Stored dataset items:
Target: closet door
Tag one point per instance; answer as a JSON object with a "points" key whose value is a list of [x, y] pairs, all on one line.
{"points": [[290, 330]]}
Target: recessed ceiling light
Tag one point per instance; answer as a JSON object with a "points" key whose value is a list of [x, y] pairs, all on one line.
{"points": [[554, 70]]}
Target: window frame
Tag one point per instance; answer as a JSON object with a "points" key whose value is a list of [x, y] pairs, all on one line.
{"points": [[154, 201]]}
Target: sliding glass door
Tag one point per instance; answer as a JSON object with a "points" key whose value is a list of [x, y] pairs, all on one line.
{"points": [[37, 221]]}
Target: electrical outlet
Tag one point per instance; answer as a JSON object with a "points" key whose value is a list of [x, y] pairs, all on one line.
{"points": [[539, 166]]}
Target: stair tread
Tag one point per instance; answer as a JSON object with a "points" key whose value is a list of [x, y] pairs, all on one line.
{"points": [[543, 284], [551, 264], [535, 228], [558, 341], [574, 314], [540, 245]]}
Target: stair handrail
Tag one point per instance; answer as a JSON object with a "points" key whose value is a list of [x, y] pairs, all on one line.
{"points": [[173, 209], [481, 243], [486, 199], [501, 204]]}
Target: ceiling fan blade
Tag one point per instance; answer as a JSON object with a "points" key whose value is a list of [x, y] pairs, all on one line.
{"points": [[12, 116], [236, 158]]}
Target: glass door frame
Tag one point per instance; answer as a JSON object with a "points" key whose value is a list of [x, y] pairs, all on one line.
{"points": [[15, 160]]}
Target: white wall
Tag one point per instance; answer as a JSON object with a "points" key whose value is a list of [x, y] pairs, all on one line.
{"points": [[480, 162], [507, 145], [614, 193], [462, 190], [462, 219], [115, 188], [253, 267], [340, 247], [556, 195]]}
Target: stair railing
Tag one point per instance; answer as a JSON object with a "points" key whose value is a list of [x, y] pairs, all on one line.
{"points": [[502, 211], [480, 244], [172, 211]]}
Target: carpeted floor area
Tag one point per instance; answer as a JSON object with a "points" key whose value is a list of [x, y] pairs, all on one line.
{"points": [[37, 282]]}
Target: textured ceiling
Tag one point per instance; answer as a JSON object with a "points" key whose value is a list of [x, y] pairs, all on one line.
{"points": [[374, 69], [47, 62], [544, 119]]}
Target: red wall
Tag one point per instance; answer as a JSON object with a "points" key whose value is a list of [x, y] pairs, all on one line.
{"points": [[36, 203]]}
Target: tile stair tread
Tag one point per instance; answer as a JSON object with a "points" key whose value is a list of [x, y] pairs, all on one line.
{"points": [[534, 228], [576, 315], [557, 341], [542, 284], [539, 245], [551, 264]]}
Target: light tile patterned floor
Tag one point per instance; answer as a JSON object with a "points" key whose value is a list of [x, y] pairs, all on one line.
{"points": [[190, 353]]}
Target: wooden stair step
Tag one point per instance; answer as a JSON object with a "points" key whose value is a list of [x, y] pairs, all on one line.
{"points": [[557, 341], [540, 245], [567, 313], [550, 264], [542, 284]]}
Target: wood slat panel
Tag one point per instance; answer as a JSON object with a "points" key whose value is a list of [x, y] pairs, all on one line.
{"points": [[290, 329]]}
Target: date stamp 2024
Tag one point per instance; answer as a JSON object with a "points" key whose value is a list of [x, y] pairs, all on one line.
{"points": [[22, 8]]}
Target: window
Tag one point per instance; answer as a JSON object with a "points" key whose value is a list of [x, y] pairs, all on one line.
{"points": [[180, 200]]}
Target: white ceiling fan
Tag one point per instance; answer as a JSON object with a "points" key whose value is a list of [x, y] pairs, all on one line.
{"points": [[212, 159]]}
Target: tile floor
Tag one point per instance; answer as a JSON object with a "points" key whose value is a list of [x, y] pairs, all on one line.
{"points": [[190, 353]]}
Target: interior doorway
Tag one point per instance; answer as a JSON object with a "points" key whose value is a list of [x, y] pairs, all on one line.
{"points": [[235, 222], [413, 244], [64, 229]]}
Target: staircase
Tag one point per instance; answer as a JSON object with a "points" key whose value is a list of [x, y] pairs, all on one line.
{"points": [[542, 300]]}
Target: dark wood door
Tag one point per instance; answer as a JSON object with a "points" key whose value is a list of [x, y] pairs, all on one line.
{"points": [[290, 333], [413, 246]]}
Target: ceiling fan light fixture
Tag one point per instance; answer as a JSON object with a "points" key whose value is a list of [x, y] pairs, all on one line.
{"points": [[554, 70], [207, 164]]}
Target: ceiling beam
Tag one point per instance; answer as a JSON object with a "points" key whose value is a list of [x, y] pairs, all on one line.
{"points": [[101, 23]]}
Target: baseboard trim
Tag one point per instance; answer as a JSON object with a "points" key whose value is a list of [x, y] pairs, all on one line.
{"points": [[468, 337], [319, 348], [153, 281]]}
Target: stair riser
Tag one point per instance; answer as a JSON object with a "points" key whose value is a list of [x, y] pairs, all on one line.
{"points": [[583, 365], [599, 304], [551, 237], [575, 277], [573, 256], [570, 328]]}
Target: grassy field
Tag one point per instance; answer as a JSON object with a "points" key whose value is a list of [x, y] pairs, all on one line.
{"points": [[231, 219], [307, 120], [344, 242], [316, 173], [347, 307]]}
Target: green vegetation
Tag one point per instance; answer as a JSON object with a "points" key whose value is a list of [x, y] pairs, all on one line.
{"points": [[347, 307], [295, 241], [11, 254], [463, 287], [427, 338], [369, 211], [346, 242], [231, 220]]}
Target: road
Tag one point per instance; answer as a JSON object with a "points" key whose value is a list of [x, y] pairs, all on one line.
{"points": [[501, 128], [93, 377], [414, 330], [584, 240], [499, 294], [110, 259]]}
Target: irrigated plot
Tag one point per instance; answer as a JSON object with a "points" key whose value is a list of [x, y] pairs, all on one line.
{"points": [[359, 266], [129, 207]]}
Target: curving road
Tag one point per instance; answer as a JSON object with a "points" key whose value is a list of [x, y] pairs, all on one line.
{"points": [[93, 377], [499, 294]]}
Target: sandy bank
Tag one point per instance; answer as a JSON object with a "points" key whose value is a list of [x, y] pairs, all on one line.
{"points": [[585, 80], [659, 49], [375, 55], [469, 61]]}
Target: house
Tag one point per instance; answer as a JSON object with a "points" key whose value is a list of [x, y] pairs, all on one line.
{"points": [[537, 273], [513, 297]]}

◆ WRITTEN PROBLEM ◆
Return each line of the data exactly as written above.

◆ THE COMPLETED TASK ◆
Target: closet door
Tag one point per instance; answer as a JSON object with a "points" key whose value is a list of [x, y] pairs, all on one line.
{"points": [[290, 330]]}
Target: recessed ceiling light
Tag one point per instance; answer as a JSON object with a "points" key whose value is a list of [x, y] pairs, all on one line.
{"points": [[554, 70]]}
Target: window frame
Tag one point per instance; answer as a JSON object with a "points" key whose value is a list of [x, y] pairs, all on one line.
{"points": [[154, 201]]}
Target: sliding glass door
Tag one point per instance; answer as a JSON object with a "points" key whose value is a list of [x, y] pairs, all on one line.
{"points": [[37, 221]]}
Target: electrical outlet
Tag one point per instance; answer as a JSON object with a "points" key whose value is a list of [x, y] pairs, all on one line.
{"points": [[539, 166]]}
Target: stair tread
Tag one point per instance; answer as a JSON object with a "points" key whose value is a list of [x, y] pairs, all on one line.
{"points": [[543, 284], [551, 264], [535, 228], [558, 341], [574, 314], [540, 245]]}
Target: stair handrail
Tag one point per instance; answer as a JSON object with a "points" key whose value is a list of [x, y] pairs, all on one line.
{"points": [[173, 209], [481, 243], [486, 199], [501, 204]]}
Target: ceiling fan blade
Tag one point per instance; answer as a JSON object with a "points" key whose value is a list of [x, y] pairs, all on one line.
{"points": [[12, 116], [236, 158]]}
Target: glass door frame
Tag one point per instance; answer as a JSON object with a "points" key whose value is a list of [x, y] pairs, all on one line.
{"points": [[15, 160]]}
Target: white wall
Tag one point per instance; answer as a JSON object with a "points" key whose value is a list of [x, y] pairs, all on one line.
{"points": [[480, 162], [507, 145], [614, 193], [462, 190], [462, 219], [115, 188], [253, 267], [340, 247], [556, 195]]}
Target: stair railing
Tag one point per instance; answer as a JSON object with a "points" key whose value is a list of [x, y] pairs, all on one line.
{"points": [[502, 211], [480, 244], [172, 211]]}
Target: carpeted floor area
Tag one point per instance; answer as a JSON object with a "points" key whose value is a list of [x, y] pairs, all on one line.
{"points": [[37, 282]]}
Target: textured ceiling
Tag one point per instance; answer as a JSON object with a "points" key whose value is a list of [x, y] pairs, all on one line.
{"points": [[374, 69], [47, 62], [544, 119]]}
Target: red wall
Tag one point per instance; answer as a JSON object with a "points" key whose value is a list of [x, y] pairs, all on one line.
{"points": [[36, 203]]}
Target: tile stair tread
Tag one point per instance; answer as a JSON object with a "points" key whose value is a list of [x, y] pairs, all on one line.
{"points": [[534, 228], [576, 315], [557, 341], [542, 284], [539, 245], [551, 264]]}
Target: light tile patterned floor
Tag one point per instance; answer as a JSON object with a "points" key whose value is a list of [x, y] pairs, all on one line.
{"points": [[190, 353]]}
Target: wooden stair step
Tag one point per instance; answer as a JSON object with a "points" key whose value is a list of [x, y] pairs, all on one line.
{"points": [[557, 341], [540, 245], [567, 313], [550, 264], [542, 284]]}
Target: wood slat panel
Tag one point per instance; answer as a JSON object with a "points" key whose value is a list of [x, y] pairs, all on one line.
{"points": [[290, 329]]}
Target: date stamp 2024
Tag one point per instance; answer as a JSON object with a "points" key whose value is a list of [x, y] pairs, all on one line.
{"points": [[22, 8]]}
Target: window
Tag one point per instance; answer as a JSON object with a "points" key whose value is a list of [x, y] pairs, all on one line.
{"points": [[180, 200]]}
Target: white ceiling fan
Tag one point per instance; answer as a JSON object with a "points" key whose value is a list of [x, y] pairs, all on one line.
{"points": [[212, 159]]}
Target: tile floor
Tag one point per instance; answer as a JSON object with a "points" key whose value is a list of [x, y] pairs, all on one line.
{"points": [[190, 353]]}
Target: interior doorway
Tag one point per instance; answer as a JSON object with a "points" key whose value is a list of [x, y] pairs, all on one line.
{"points": [[235, 222], [413, 244], [64, 229]]}
Target: staircase
Tag one point per instance; answer as a JSON object with a "points" key whose value is a list of [x, y] pairs, all on one line.
{"points": [[542, 300]]}
Target: dark wood door
Tag one point per instance; answer as a JSON object with a "points" key whose value is a list of [x, y] pairs, all on one line.
{"points": [[290, 333], [413, 246]]}
Target: ceiling fan light fixture
Tag one point per instance; answer as a JSON object with a "points" key whose value is a list of [x, y] pairs, all on one line.
{"points": [[554, 70], [207, 164]]}
Target: ceiling beam
Tag one point per instance; answer as a JSON object with a "points" key whose value is a list of [x, y] pairs, all on one line.
{"points": [[101, 23]]}
Target: baseboard trim
Tag one point per instance; answer as a JSON object with a "points" key whose value is a list of [x, y] pairs, all on one line.
{"points": [[468, 337], [319, 348], [153, 281]]}
Target: stair riser
Tag one point per instance; answer as a JSON object with a "points" key whose value is a list of [x, y] pairs, all on one line.
{"points": [[583, 365], [599, 304], [551, 237], [575, 277], [573, 256], [570, 328]]}
Target: grassy field
Tag one point per instance; answer as a JSON object with a "points" key whose value is a list of [x, y] pairs, all on one line.
{"points": [[231, 219], [307, 120], [344, 242], [316, 173], [347, 307]]}
Target: green vegetation
Tag one point per instance; answer as a JSON object with a "points" key whose value is a list of [x, y] pairs, all on one line.
{"points": [[347, 307], [295, 241], [11, 254], [463, 287], [427, 338], [369, 211], [346, 242], [231, 220]]}
Target: road
Tag one point per instance; answer as a JSON object with a "points" key whose value is a list of [x, y] pairs, all on one line.
{"points": [[501, 128], [93, 377], [414, 330], [584, 240], [499, 294], [110, 259]]}
Target: irrigated plot
Tag one point per instance; answer as a JSON object with a "points" key whose value is a list of [x, y] pairs, all on one line.
{"points": [[359, 266], [129, 207]]}
Target: curving road
Tag one point per instance; answer as a JSON object with a "points" key whose value is a list of [x, y] pairs, all on one line.
{"points": [[93, 377], [499, 294]]}
Target: sandy bank
Tag one point per instance; answer as a JSON object with a "points" key whose value is a list of [x, y] pairs, all on one line.
{"points": [[585, 80], [659, 49], [375, 55], [469, 61]]}
Target: house
Tag one point per instance; answer as a JSON object with a "points" key whose value is a list of [x, y] pairs, all on one line.
{"points": [[537, 273], [513, 297]]}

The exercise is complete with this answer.